Print each of the lines below without changing anything.

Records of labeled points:
--------------------------------------------------

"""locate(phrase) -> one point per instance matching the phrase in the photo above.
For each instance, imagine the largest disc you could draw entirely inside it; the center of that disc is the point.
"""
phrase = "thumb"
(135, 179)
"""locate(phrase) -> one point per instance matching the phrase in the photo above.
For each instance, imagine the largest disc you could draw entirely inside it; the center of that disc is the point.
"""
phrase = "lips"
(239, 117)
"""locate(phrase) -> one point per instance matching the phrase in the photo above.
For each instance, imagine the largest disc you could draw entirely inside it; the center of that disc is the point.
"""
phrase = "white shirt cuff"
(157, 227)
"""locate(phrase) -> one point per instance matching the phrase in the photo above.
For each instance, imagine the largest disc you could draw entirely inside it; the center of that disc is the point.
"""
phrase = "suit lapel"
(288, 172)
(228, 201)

--------------------------------------------------

EXERCISE ANSWER:
"""locate(phrase) -> one point per instance matching the phrase in the photo above.
For each instance, imagine the largest disc you could draw entirely inside it; the center of that disc is the point.
"""
phrase = "thumb"
(135, 179)
"""locate(phrase) -> one point per instance matching the phrase in the photo above.
For each instance, imagine the largest disc you could draw entirely inside it; the center of that disc is the point.
"""
phrase = "lips"
(239, 117)
"""locate(phrase) -> one point per instance matching the phrase in the photo above.
For each instance, imagine the largest disc you could draw entirely inside it; the center of that disc is the point.
"""
phrase = "white shirt cuff"
(157, 227)
"""locate(phrase) -> one point per instance matching the phrase in the photo above.
For each instance, imagine the largest disc you could draw entirely inside it; the center of that disc is the point.
"""
phrase = "suit lapel"
(288, 172)
(228, 201)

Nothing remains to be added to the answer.